GOALS →
A. Transcribe the passage on English translations of the Qur'an from "The Message of the Qurʻan: Presented" up to and including "time in 1980.".
B. In the passage on English translations of the Qur'an, what year is given for the first appearance of Muhammad Asad's The Message of The Qur'an?
C. Carry the passage on English translations of the Qur'an further, beginning after its final sentence.
━━━━━ SOURCE EXCERPT ━━━━━
The Message of the Qurʻan: Presented in Perspective (1974) was published by Hashim Amir Ali. He translated the Qurʻan into English and arranged it according to chronological order. Dr. Hashim Amir-Ali (1903-c. 1987) was a native of Salar Jung, Hyderabad State in the Deccan Plateau. In 1938, he came under the influence of Dr. Abul Fazl and took a deep interest in the study of the Qurʻan, and was aware of the significance of the chronological order of the passages contained in it.

Another Jewish convert to Islam, Muhammad Asad's monumental work The Message of The Qur'an made its appearance for the first time in 1980.

Professor Ahmed Ali's Al-Qurʻan: A Contemporary Translation (Akrash Publishing, Karachi, 1984, Reprinted by Oxford University Press, Delhi, 1987; Princeton University Press, New Jersey, 1988, with 9th reprinting 2001). Fazlur Rahman Malik of the University of Chicago writes, "It brings out the original rhythms of the Qurʻanic language and the cadences. It also departs from traditional translations in that it gives more refined and differentiated shades of important concepts". According to Francis Edward Peters of New York University, "Ahmed Ali's work is clear, direct, and elegant – a combination of stylistic virtues seldom found in translations of the Qurʻan. His is the best I have read".

At the cusp of the 1980s, the 1973 oil crisis, the Iranian Revolution, the Nation of Islam and a new wave of cold-war generated Muslim immigrants to Europe and North America brought Islam squarely into the public limelight for the first time in Western Europe and North America. This resulted in a wave of translations as Western publishers tried to capitalize on the new demand for English translations of the Qurʻan. Oxford University Press and Penguin Books were all to release editions at this time, as did indeed the Saudi Government, which came out with its own re-tooled version of the original Yusuf Ali translation. Canadian Muslim Professor T. B. Irving's 'modern English' translation (1985) was a major Muslim effort during that time. 

Qurʻan: The Final Testament, Islamic Productions, Tucson, Arizona, (1989) was published by Rashad Khalifa (; 19 November 1935 – 31 January 1990) Khalifa wrote that he was a messenger of God and that the archangel Gabriel 'most assertively' told him that chapter 36, verse 3, of the Qurʻan, 'specifically' referred to him. He is referred to as God's Messenger of the Covenant by his followers. He wrote that the Qurʻan contains a mathematical structure based on the number 19.  He made the controversial claim that the last two verses of chapter nine in the Qurʻan were not canonical, telling his followers to reject them. He reasoned that the verses disrupted an otherwise flawless nineteen-based pattern and were sacrilegious since they appeared to endorse worship of Muhammad. Khalifa's research received little attention in the West. In 1980, Martin Gardner mentioned it in Scientific American. Gardner later wrote a more extensive and critical review of Khalifa and his work.
━━━━━ DATA RECORDS ━━━━━
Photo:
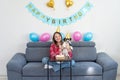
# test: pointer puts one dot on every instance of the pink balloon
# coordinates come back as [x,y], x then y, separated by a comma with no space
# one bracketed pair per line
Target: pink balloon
[45,37]
[77,36]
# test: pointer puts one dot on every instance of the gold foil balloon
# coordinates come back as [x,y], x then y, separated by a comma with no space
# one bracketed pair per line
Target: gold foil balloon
[51,4]
[69,3]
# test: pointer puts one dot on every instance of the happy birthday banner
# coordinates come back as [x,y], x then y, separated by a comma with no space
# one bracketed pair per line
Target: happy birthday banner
[59,21]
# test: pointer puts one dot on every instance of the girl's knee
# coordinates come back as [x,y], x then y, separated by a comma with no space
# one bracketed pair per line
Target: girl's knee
[73,62]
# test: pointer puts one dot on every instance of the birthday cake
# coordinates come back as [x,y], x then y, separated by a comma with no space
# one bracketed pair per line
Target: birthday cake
[60,57]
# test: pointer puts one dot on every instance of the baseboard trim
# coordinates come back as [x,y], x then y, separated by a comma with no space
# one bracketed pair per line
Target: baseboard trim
[3,77]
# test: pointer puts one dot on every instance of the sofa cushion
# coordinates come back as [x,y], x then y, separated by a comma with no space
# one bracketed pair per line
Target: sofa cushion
[82,51]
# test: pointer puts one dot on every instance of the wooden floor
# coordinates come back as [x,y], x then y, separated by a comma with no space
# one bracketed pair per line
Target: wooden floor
[4,78]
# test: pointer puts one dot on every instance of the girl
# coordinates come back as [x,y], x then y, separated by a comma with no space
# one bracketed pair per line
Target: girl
[55,49]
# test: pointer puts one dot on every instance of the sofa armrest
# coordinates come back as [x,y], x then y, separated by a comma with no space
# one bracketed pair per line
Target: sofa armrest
[106,61]
[16,63]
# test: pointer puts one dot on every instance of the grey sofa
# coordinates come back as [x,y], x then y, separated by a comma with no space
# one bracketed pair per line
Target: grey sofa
[90,65]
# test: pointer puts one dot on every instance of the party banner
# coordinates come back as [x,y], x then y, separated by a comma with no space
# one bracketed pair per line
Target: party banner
[58,21]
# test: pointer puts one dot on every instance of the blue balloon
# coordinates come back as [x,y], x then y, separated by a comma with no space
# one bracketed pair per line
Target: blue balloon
[34,37]
[63,36]
[87,36]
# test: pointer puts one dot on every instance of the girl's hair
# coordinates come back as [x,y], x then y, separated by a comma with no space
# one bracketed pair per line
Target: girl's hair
[54,37]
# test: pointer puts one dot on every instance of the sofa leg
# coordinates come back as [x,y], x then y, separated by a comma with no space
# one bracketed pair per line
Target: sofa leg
[14,75]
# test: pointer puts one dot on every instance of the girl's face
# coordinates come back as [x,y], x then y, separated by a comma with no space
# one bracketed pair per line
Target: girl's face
[57,37]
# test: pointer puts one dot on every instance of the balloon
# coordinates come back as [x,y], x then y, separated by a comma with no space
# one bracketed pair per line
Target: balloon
[69,3]
[77,36]
[63,36]
[34,37]
[51,4]
[87,36]
[45,37]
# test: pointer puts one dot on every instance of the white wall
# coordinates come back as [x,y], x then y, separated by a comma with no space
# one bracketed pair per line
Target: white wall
[16,23]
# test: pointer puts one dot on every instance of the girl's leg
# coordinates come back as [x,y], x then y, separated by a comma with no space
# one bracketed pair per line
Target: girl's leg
[45,61]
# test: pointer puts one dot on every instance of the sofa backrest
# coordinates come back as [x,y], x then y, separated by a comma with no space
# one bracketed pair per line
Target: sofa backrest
[82,51]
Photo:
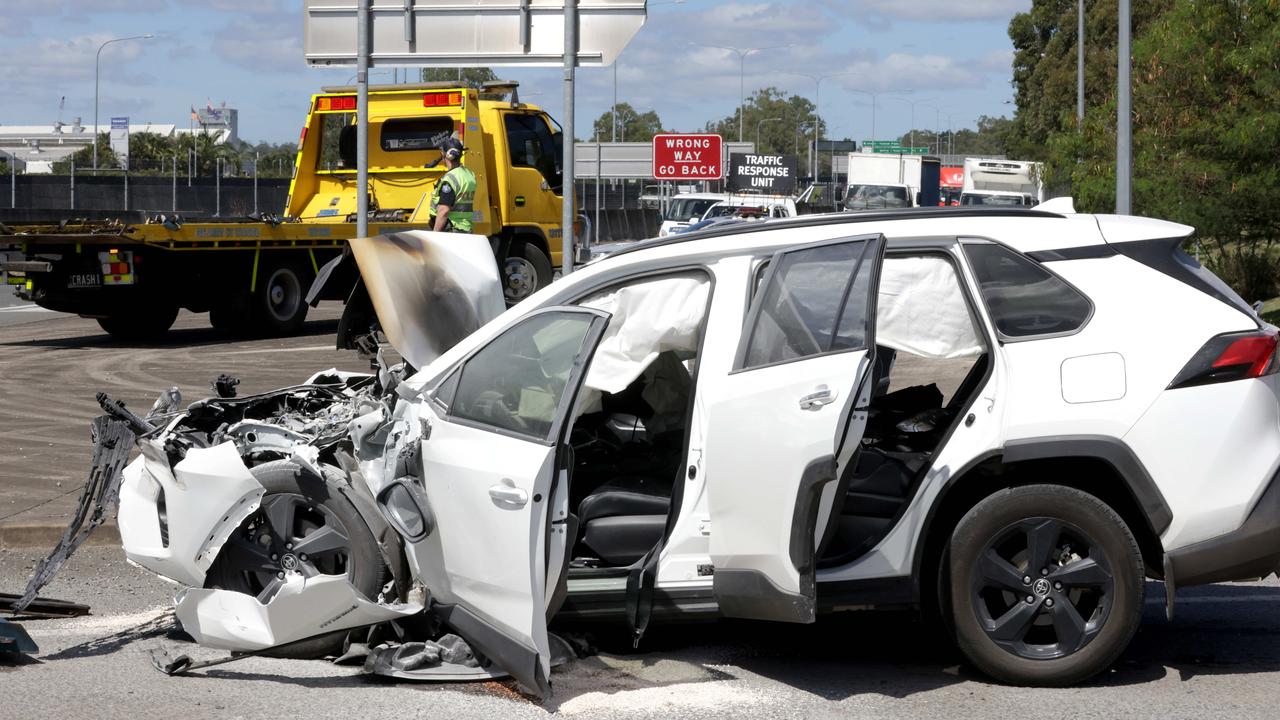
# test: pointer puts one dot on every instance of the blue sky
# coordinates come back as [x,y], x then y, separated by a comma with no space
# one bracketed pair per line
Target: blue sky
[947,54]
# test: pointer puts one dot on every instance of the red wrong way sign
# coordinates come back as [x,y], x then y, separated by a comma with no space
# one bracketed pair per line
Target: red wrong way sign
[688,156]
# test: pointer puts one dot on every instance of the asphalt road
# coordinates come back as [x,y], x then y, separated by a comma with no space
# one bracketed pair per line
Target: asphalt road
[1220,657]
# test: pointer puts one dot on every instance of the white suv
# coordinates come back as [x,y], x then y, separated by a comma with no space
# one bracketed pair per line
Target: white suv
[1009,417]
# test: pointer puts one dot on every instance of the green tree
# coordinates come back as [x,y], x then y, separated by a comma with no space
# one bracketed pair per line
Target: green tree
[785,123]
[470,77]
[632,124]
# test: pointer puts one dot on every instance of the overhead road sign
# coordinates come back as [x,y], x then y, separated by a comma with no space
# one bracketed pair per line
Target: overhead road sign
[688,156]
[900,150]
[462,33]
[772,174]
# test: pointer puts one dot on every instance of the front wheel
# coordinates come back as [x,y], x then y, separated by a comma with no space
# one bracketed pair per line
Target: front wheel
[525,269]
[305,525]
[1046,586]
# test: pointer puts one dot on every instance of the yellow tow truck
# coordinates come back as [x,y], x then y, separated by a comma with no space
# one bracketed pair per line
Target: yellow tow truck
[251,274]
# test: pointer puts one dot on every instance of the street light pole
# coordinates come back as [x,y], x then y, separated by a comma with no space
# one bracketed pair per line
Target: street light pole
[741,76]
[758,130]
[1124,115]
[1079,63]
[97,62]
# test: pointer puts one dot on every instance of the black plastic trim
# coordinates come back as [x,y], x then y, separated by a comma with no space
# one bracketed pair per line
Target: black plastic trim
[743,592]
[1114,452]
[1082,253]
[1160,256]
[837,219]
[1246,554]
[516,659]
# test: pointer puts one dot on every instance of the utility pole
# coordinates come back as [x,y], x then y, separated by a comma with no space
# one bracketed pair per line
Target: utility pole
[1079,63]
[362,119]
[1124,115]
[567,126]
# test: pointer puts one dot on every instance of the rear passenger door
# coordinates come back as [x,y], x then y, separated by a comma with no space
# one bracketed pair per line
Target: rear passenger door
[785,420]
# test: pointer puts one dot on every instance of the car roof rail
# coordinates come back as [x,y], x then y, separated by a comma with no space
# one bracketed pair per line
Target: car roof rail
[839,219]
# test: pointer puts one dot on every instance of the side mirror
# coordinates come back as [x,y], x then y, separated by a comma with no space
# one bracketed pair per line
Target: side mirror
[406,510]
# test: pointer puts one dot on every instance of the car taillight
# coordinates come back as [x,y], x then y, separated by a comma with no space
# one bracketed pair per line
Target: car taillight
[1232,356]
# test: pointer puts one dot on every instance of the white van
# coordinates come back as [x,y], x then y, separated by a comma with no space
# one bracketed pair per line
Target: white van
[689,208]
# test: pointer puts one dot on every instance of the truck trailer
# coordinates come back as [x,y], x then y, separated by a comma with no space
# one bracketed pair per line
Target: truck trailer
[878,180]
[1002,182]
[251,274]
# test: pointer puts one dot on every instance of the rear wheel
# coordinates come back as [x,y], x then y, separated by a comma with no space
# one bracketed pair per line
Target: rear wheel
[1046,586]
[279,300]
[304,527]
[525,269]
[145,323]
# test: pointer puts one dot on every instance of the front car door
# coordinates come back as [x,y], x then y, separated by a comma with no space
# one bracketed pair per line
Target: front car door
[786,422]
[493,459]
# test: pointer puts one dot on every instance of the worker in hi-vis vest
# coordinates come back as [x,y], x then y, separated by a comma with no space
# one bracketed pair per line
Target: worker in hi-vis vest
[455,191]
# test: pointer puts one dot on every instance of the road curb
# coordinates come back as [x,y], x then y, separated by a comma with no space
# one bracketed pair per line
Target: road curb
[46,536]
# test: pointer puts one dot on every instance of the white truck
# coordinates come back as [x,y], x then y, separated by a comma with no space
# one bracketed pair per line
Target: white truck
[1002,182]
[882,181]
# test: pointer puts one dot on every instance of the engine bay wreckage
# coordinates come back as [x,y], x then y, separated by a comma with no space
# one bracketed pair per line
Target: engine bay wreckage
[288,519]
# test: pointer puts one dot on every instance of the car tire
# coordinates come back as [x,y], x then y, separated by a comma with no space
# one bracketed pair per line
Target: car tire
[145,323]
[245,563]
[278,305]
[524,270]
[1046,586]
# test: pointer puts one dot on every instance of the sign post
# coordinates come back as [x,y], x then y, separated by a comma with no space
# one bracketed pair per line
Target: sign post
[688,156]
[771,174]
[120,140]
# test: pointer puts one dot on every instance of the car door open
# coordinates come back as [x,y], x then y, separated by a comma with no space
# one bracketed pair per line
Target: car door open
[786,422]
[492,458]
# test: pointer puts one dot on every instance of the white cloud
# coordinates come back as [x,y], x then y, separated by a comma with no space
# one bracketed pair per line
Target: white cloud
[935,10]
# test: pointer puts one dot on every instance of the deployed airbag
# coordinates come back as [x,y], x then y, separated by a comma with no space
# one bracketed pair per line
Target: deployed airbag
[649,318]
[429,288]
[922,309]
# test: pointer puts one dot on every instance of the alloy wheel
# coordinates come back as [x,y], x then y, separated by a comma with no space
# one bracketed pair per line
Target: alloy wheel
[1042,588]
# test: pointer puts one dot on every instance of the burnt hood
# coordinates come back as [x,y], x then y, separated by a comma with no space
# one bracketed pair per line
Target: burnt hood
[429,288]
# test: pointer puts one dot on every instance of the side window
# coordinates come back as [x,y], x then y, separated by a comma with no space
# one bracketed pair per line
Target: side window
[1024,299]
[814,301]
[414,133]
[533,146]
[517,381]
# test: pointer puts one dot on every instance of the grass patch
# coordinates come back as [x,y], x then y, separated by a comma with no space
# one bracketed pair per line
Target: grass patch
[1271,310]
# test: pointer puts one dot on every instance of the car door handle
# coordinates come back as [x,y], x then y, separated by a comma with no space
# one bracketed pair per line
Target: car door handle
[510,495]
[821,395]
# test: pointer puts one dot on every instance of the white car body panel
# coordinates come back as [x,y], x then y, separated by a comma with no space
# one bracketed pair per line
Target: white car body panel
[301,609]
[213,478]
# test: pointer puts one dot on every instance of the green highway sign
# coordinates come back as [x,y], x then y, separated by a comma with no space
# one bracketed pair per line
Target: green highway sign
[900,150]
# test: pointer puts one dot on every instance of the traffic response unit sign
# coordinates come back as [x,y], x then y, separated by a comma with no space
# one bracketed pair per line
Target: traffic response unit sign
[772,174]
[688,156]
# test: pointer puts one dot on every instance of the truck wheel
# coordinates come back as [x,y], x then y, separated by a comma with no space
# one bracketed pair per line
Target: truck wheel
[524,270]
[1046,586]
[305,525]
[145,323]
[279,302]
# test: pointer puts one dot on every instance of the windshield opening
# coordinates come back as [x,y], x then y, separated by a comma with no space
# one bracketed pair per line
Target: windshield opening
[867,196]
[684,208]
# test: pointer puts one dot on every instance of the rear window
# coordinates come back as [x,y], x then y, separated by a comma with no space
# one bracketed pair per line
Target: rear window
[415,133]
[1023,297]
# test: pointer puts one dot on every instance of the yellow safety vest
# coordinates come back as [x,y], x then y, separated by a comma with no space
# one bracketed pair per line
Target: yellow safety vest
[464,183]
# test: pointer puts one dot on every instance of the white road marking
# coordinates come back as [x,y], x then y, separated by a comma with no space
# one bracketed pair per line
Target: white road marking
[24,309]
[307,349]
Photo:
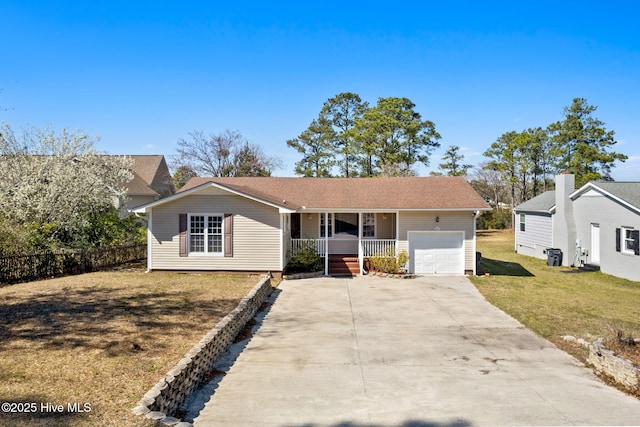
━━━━━
RESULTS BY TASK →
A.
The Message of the Qurʻan: Presented in Perspective (1974) was published by Hashim Amir Ali. He translated the Qurʻan into English and arranged it according to chronological order. Dr. Hashim Amir-Ali (1903-c. 1987) was a native of Salar Jung, Hyderabad State in the Deccan Plateau. In 1938, he came under the influence of Dr. Abul Fazl and took a deep interest in the study of the Qurʻan, and was aware of the significance of the chronological order of the passages contained in it.

Another Jewish convert to Islam, Muhammad Asad's monumental work The Message of The Qur'an made its appearance for the first time in 1980.

B. 1980

C.
The arrival of the 1990s ushered in the phenomenon of an extensive English-speaking Muslim population well-settled in Western Europe and North America. As a result, several major Muslim translations emerged to meet the ensuing demand. One of them was published in 1990, and it is by the first woman to translate the Qurʻan into English, Amatul Rahman Omar, together with her husband, Abdul Mannan Omar. In 1991 appeared an English translation under the title: The Clarion Call Of The Eternal Qur-aan, by Muhammad Khalilur Rahman (b. 1906–1988), Dhaka, Bangladesh. He was the eldest son of Shamsul Ulama Moulana Muhammad Ishaque of Burdwan, West Bengal, India, – a former lecturer of Dhaka University. 

In 1996 the Saudi government financed a new translation "the Hilali-Khan Qurʻan" which was distributed free worldwide by the Saudi government.  It has been criticized for being in line with their particular interpretation.

The Saheeh International Qurʻan translation was published in 1997 in Sa'udi Arabia by three women converts. It remains extremely popular.

In 1999, a fresh translation of the Qurʻan into English entitled The Noble Qurʻan – A New Rendering of its Meaning in English by Abdalhaqq and the American Aisha Bewley was published by Bookwork, with revised editions being published in 2005 and 2011.

In 2000, The Majestic Qur'an: An English Rendition of Its Meanings was published by a committee of four Turkish Sunni scholars who have divided the work as follows: Nureddin Uzunoğlu translated Surahs (chapters) 1 to 8; Tevfik Rüştü Topuzoğlu: 9 to 20; Ali Özek: 21 to 39; Mehmet Maksutoğlu: 40 to 114. The translation comes with an extensive commentary and annotations in modern standard English, makes it easier to understand than the older translations.

The Qurʻan in Persian and English (Bilingual Edition, 2001) features an English translation by the Iranian poet and author Tahereh Saffarzadeh. This was the third translation of the Qurʻan into English by a woman, after Amatul Rahman Omar, and Aisha Bewley – and the first bilingual translation of the Qurʻan.

In 2003, the English translation of the 8-volume Ma'ariful Qur'an was completed and the translation of the Qurʻan used for it was newly done by Muhammad Taqi Usmani in collaboration with his brother Wali Raazi Usmani and his teachers, Professors Hasan Askari and Muhammad Shameem.

In 2004, a new translation of the Qurʻan by Muhammad Abdel-Haleem was also published, with revised editions being published in 2005 and 2008.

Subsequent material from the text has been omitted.